* Task inputs
•••

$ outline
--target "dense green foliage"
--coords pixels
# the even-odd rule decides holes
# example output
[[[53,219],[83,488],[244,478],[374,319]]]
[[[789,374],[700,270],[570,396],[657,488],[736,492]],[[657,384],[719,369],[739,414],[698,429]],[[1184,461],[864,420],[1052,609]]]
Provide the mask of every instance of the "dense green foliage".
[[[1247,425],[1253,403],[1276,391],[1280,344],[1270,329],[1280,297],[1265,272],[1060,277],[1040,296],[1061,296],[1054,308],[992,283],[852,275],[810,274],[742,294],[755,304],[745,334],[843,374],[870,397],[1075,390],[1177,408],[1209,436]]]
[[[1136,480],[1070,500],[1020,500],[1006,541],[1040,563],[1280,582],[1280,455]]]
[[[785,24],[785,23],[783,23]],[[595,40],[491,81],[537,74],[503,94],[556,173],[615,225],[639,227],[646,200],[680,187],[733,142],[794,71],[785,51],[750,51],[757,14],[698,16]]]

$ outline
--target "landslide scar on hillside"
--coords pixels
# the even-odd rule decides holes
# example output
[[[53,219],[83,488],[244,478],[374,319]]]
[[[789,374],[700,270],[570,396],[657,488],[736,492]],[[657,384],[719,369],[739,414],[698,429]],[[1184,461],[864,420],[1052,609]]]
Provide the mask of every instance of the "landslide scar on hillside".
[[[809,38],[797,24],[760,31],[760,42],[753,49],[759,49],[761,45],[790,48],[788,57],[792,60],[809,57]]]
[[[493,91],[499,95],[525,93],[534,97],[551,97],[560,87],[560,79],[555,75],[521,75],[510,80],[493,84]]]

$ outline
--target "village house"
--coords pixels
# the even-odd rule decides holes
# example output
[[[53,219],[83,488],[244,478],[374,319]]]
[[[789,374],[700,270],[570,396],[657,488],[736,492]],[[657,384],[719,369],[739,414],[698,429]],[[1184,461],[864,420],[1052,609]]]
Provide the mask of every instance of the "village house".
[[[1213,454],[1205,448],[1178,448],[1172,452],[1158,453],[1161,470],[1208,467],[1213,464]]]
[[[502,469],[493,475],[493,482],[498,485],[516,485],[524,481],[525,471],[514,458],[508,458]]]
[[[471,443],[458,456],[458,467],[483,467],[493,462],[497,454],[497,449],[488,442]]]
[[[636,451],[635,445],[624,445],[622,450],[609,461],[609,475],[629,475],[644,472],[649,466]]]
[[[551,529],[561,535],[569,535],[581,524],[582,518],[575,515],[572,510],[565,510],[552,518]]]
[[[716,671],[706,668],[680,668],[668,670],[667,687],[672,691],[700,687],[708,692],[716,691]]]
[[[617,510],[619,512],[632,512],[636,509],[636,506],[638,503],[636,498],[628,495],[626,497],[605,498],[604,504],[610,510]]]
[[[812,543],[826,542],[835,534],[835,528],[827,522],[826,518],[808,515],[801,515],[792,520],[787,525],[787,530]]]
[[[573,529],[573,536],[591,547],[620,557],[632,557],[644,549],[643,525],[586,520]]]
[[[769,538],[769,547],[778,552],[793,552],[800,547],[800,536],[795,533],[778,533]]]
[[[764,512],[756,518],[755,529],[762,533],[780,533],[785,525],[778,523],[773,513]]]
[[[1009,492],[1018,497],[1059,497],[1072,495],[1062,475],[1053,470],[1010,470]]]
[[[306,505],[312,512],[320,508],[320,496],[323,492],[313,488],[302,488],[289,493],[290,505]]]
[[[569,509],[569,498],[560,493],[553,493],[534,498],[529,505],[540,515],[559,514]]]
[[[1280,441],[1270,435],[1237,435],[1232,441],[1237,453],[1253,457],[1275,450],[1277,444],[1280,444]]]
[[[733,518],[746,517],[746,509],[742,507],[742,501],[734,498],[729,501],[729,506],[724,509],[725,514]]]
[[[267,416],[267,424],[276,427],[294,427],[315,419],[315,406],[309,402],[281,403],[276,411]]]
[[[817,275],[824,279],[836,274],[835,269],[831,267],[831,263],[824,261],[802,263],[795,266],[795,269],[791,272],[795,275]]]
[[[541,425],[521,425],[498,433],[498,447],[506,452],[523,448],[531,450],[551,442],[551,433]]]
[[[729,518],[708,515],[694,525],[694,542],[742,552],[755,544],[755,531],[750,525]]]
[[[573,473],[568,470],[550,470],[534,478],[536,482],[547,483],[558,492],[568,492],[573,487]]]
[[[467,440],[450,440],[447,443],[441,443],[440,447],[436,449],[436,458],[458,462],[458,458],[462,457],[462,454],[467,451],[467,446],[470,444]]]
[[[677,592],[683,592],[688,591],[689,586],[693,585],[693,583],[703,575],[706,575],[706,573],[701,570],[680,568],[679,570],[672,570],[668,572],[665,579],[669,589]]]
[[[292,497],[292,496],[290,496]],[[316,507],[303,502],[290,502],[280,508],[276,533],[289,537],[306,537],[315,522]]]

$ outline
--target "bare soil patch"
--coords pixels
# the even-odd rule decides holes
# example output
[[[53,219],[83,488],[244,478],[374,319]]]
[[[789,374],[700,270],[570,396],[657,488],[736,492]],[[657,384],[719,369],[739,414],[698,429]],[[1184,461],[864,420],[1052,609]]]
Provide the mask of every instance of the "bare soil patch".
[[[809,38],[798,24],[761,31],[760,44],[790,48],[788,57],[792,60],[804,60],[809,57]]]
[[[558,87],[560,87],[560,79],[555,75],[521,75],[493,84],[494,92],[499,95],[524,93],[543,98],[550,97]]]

•••

Write out every line from the records above, word for word.

$ outline
--target "dense green foliage"
--coords pixels
# the even-odd rule decides holes
# example output
[[[53,219],[83,488],[244,478],[374,319]]]
[[[789,374],[700,270],[570,396],[657,488],[736,492]],[[657,384],[719,369],[739,414],[698,429]],[[1184,461],[864,420],[1052,609]]]
Provide the mask of every instance of the "dense green foliage".
[[[1247,425],[1253,403],[1276,391],[1280,344],[1270,329],[1280,297],[1265,272],[1060,277],[1040,296],[1061,296],[1054,308],[992,283],[852,275],[810,274],[742,294],[755,304],[745,334],[843,374],[870,397],[1075,390],[1177,408],[1209,436]]]
[[[1136,480],[1070,500],[1020,500],[1006,541],[1040,563],[1280,582],[1280,455]]]
[[[785,24],[785,23],[783,23]],[[595,40],[491,81],[537,74],[503,94],[556,173],[615,225],[639,227],[646,200],[680,187],[733,142],[794,71],[785,51],[750,51],[757,14],[698,16]]]

$ outline
--target "landslide scar on hillside"
--coords pixels
# the even-odd rule decides holes
# example output
[[[53,219],[83,488],[244,478],[374,319]]]
[[[789,374],[700,270],[570,396],[657,488],[736,492]],[[657,384],[719,369],[739,414],[698,429]],[[1184,461],[864,420],[1052,609]]]
Provide the mask of every instance of the "landslide scar on hillside".
[[[809,38],[797,24],[760,31],[760,42],[753,49],[759,49],[761,45],[790,48],[788,57],[792,60],[809,57]]]
[[[493,91],[499,95],[525,93],[534,97],[551,97],[560,87],[560,79],[555,75],[521,75],[510,80],[493,84]]]

$ outline
--target "village house"
--coords pixels
# the even-odd rule decides holes
# example output
[[[53,219],[83,488],[244,478],[374,319]]]
[[[789,374],[700,270],[570,396],[657,488],[736,492]],[[657,384],[719,369],[739,414],[698,429]],[[1184,461],[864,420],[1052,609]]]
Provide the mask of every instance of the "village house".
[[[1213,454],[1205,448],[1178,448],[1172,452],[1158,453],[1161,470],[1208,467],[1213,464]]]
[[[502,469],[493,475],[493,482],[498,485],[516,485],[524,481],[525,471],[514,458],[508,458]]]
[[[471,443],[458,456],[458,467],[483,467],[493,462],[497,454],[497,449],[488,442]]]
[[[636,451],[635,445],[624,445],[622,450],[609,461],[609,475],[629,475],[644,472],[649,466]]]
[[[551,529],[561,535],[569,535],[581,524],[582,518],[575,515],[572,510],[565,510],[552,518]]]
[[[716,671],[706,668],[680,668],[668,670],[667,687],[672,691],[700,687],[708,692],[716,691]]]
[[[617,510],[619,512],[632,512],[636,509],[636,506],[638,503],[636,498],[628,495],[626,497],[605,498],[604,504],[610,510]]]
[[[812,543],[826,542],[835,534],[835,528],[827,522],[826,518],[808,515],[801,515],[792,520],[787,525],[787,530]]]
[[[573,529],[573,536],[591,547],[620,557],[632,557],[644,549],[643,525],[586,520]]]
[[[769,538],[769,547],[778,552],[793,552],[800,547],[800,536],[795,533],[778,533]]]
[[[764,512],[756,518],[755,529],[762,533],[780,533],[785,525],[778,523],[773,513]]]
[[[1009,492],[1018,497],[1059,497],[1072,495],[1062,475],[1053,470],[1010,470]]]
[[[306,505],[312,512],[320,508],[320,496],[323,492],[313,488],[302,488],[289,493],[290,505]]]
[[[569,509],[569,498],[560,493],[553,493],[534,498],[529,505],[540,515],[559,514]]]
[[[1280,441],[1270,435],[1237,435],[1232,441],[1237,453],[1253,457],[1275,450],[1277,444],[1280,444]]]
[[[733,518],[746,517],[746,509],[742,507],[742,501],[734,498],[729,501],[729,506],[724,509],[725,514]]]
[[[267,416],[267,424],[276,427],[294,427],[315,419],[315,406],[309,402],[281,403],[276,411]]]
[[[817,275],[824,279],[836,274],[835,269],[831,267],[831,263],[824,261],[802,263],[795,266],[795,269],[791,272],[795,275]]]
[[[541,425],[521,425],[498,433],[498,447],[506,452],[523,448],[531,450],[551,442],[551,433]]]
[[[729,518],[708,515],[694,525],[694,542],[742,552],[755,544],[755,531],[750,525]]]
[[[573,473],[568,470],[550,470],[534,478],[536,482],[547,483],[558,492],[568,492],[573,487]]]
[[[467,440],[450,440],[447,443],[441,443],[440,447],[436,449],[436,458],[458,462],[458,458],[462,457],[462,454],[467,451],[467,446],[470,444]]]
[[[677,592],[683,592],[688,591],[689,586],[693,585],[693,583],[703,575],[706,575],[706,573],[701,570],[680,568],[679,570],[672,570],[668,572],[665,579],[669,589]]]
[[[292,497],[292,496],[290,496]],[[316,507],[303,502],[290,502],[280,508],[276,533],[289,537],[306,537],[315,522]]]

$ outline
--target "bare soil patch"
--coords pixels
# the even-odd rule decides holes
# example output
[[[53,219],[83,488],[244,478],[374,319]]]
[[[789,374],[700,270],[570,396],[657,488],[736,492]],[[657,384],[719,369],[739,414],[698,429]],[[1184,461],[864,420],[1052,609]]]
Provide the mask of every instance of the "bare soil patch".
[[[809,38],[798,24],[761,31],[760,44],[790,48],[788,57],[792,60],[804,60],[809,57]]]
[[[558,87],[560,87],[560,79],[555,75],[521,75],[493,84],[494,92],[499,95],[524,93],[543,98],[550,97]]]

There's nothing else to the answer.